Instructions to follow >> Given the material below, repeat exactly the lines from the one containing "Q: For each instance of the green stem" through the final line, and nothing else.

Records >>
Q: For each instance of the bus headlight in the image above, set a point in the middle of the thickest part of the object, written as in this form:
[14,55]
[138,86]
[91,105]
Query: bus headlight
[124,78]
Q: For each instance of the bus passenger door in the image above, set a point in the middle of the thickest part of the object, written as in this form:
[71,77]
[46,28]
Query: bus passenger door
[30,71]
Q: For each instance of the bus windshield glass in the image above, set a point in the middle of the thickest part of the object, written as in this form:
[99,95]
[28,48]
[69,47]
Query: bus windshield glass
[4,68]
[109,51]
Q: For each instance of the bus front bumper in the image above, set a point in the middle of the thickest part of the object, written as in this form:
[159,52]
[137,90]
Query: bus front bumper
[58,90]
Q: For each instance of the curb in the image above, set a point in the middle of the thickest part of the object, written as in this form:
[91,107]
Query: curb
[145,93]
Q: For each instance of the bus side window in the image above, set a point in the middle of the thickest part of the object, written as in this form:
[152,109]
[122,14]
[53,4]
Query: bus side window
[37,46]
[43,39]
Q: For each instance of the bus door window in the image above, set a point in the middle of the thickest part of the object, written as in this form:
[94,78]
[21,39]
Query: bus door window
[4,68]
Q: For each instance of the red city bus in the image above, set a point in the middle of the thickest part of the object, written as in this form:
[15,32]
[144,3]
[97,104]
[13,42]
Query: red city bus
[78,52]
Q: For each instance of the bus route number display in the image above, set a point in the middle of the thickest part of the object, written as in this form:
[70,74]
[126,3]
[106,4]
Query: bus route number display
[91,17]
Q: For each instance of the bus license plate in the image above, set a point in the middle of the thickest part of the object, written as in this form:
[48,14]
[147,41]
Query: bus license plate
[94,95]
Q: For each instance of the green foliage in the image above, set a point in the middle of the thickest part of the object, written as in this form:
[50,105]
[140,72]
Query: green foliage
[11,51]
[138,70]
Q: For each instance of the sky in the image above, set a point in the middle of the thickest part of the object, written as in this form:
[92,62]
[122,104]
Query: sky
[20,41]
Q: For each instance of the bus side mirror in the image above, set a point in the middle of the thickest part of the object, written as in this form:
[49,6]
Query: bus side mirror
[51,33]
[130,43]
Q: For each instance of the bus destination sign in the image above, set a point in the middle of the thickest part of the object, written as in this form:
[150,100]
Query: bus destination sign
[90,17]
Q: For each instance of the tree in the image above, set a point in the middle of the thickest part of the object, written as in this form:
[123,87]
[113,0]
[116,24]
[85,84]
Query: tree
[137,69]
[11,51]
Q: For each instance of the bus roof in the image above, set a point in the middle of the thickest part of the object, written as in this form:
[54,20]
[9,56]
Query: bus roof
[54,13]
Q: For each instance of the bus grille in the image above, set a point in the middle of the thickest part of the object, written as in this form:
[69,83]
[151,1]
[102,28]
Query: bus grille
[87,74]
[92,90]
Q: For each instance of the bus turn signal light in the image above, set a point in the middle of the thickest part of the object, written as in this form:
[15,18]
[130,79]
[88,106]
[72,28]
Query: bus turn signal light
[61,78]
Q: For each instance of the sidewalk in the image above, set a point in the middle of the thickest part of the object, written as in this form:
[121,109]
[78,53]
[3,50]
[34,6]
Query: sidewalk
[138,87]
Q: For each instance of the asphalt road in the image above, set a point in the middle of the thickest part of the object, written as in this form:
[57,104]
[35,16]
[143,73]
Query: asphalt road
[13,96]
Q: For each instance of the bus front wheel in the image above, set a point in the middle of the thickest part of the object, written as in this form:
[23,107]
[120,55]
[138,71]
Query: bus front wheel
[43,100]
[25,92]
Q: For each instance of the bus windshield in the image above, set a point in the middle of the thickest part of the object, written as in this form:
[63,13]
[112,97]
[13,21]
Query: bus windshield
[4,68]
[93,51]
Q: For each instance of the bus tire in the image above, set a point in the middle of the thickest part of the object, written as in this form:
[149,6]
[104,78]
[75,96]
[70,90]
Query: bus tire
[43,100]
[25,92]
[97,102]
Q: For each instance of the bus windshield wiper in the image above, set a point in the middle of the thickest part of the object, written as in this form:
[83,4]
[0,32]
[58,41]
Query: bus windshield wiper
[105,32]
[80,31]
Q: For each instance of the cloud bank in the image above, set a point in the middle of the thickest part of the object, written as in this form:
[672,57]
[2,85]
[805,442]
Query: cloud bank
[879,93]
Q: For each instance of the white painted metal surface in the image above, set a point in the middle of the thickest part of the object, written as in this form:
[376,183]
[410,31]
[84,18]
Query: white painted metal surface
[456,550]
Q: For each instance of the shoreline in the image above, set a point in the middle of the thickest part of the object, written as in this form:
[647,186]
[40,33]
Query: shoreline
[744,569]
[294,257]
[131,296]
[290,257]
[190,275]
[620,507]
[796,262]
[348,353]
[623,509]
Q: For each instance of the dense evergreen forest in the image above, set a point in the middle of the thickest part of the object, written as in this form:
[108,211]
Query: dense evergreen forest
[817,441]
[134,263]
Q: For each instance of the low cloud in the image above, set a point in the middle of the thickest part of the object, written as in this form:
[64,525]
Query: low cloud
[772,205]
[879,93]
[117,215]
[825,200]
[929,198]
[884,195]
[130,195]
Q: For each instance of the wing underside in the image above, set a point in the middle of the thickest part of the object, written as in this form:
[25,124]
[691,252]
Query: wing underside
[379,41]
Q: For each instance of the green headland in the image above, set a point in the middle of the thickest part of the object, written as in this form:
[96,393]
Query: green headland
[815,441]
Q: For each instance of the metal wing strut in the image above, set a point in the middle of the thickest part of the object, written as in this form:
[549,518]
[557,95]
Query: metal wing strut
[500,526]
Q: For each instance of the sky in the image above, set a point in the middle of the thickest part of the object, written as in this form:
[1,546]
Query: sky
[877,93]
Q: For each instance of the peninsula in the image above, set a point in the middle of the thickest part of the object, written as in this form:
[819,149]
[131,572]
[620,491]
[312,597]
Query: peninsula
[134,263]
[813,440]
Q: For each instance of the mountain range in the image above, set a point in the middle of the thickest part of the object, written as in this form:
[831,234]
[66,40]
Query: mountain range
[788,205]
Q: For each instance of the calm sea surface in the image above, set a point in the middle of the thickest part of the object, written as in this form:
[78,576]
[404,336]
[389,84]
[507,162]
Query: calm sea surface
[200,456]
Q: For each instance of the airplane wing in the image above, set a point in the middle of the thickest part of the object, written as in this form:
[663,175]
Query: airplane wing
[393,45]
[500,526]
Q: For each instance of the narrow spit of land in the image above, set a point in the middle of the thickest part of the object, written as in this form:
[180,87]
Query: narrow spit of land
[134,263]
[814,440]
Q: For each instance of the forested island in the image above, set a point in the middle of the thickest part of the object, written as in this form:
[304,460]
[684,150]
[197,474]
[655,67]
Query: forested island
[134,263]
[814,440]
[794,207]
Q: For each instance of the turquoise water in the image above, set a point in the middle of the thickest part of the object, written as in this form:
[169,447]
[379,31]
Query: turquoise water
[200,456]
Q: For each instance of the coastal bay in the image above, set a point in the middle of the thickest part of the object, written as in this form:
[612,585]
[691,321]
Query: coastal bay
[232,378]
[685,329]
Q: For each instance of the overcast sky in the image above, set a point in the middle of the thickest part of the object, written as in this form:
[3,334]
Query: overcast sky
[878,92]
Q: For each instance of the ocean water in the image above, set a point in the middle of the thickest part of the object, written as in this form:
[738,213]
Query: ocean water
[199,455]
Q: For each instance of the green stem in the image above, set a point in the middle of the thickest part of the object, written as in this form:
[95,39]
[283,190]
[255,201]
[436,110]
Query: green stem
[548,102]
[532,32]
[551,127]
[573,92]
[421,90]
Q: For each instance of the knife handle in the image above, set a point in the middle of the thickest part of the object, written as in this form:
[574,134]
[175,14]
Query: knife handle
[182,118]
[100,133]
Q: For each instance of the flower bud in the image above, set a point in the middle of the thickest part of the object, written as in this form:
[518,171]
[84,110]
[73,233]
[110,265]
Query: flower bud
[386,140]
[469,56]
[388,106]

Task solution >>
Q: For each instance of the green stem in the image above, set a point in the middle of the thickest part of the object, written as in this form:
[95,39]
[283,190]
[255,201]
[436,110]
Query: green stem
[548,102]
[532,32]
[551,127]
[573,92]
[421,90]
Q: For each instance of the knife handle in the image above, set a point in the middle of the thickest part of the object, written as in this form:
[574,134]
[175,14]
Query: knife handle
[182,118]
[100,133]
Q: For each instance of the flower bud in the image above, set a point in the middle of the thickest part of the object, written as in this form:
[518,171]
[84,110]
[73,233]
[110,265]
Query: flower bud
[386,140]
[469,56]
[388,106]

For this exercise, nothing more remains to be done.